Rows from a pointing dataset:
-------------------------
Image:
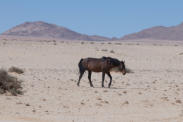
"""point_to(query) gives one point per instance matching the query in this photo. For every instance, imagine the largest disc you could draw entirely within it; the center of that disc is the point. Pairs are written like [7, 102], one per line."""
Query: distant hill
[45, 30]
[158, 33]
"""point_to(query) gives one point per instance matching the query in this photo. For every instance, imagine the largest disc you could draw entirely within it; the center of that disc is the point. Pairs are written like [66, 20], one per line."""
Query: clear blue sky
[102, 17]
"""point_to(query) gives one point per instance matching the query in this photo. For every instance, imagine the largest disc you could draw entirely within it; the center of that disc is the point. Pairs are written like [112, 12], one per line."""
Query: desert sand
[152, 93]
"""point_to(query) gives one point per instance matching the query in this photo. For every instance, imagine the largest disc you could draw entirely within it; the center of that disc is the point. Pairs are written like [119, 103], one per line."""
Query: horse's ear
[108, 61]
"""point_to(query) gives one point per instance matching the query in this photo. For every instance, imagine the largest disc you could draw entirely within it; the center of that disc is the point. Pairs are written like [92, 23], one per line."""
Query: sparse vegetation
[112, 51]
[9, 83]
[92, 43]
[129, 70]
[104, 50]
[16, 70]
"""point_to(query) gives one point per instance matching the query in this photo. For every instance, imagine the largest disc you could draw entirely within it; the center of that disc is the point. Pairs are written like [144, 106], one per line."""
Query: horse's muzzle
[124, 72]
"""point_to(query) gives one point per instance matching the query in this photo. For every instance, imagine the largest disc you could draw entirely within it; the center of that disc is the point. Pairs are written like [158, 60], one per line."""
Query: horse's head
[122, 67]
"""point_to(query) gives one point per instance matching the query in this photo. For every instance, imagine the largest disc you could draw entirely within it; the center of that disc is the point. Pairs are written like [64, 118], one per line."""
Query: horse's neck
[115, 69]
-------------------------
**Exercise requirements:** Write out all of the records above word for word, leaving out the pictures.

**Output of the exercise:**
Image:
"""point_to(query) gives one point per instance matching the query in this photo. For every instance, imagine the largest disc you could draw entirely within it; the center of that disc is the point. Pairs are written like [7, 102], one per line."""
Query: distant hill
[45, 30]
[158, 33]
"""point_to(query) gives one point per instance matching the query in this photo. For every instance, imagine the largest disc you could draw entirely within it; the center of that disc is the point. Pairs are written like [66, 20], one per line."""
Query: clear blue sky
[102, 17]
"""point_to(query) gives one point per instance matching the query in this photo. For every instance, imagine the largest disc you could draw entirely within it; the center of that disc is the point. Pairs are written like [112, 12], one per line."""
Query: desert sand
[152, 93]
"""point_to(query) gives one point per instance matching the query in this photo. For every instance, imagine the largest disc you could draw entirely within it; the center of that disc is the point. Pairs are written like [119, 103], one per line."""
Query: horse's ear
[108, 61]
"""point_to(query) gives one point per instance matching the query in this photo. For every instance, imagine the largest disc you could draw entirely within it; the center of that disc is the point. Pairs are written like [92, 23], one per line."""
Query: sparse vegetation
[112, 51]
[9, 83]
[92, 43]
[129, 70]
[104, 50]
[16, 70]
"""point_to(query) gives one point per instance matching the query in this photo. For every instance, imagine the largest disc you could draw entirely within it; the center of that disc is the point. Pairs are written like [144, 106], one per line."""
Query: horse's muzzle
[124, 72]
"""point_to(query) gives one point per instance matching the query in this photo. For every instance, imagine the largest disc you could draw entirely within it; the center of that disc is the point. Pairs are written like [158, 60], one per line."""
Query: horse's head
[122, 67]
"""point_to(query) gives one point per instance matching the query in this photo. For every instance, imagine the largest disc you could draw entirely within it; the center of that disc is the point. Pairs are written like [64, 118], one per line."""
Query: horse's neck
[115, 69]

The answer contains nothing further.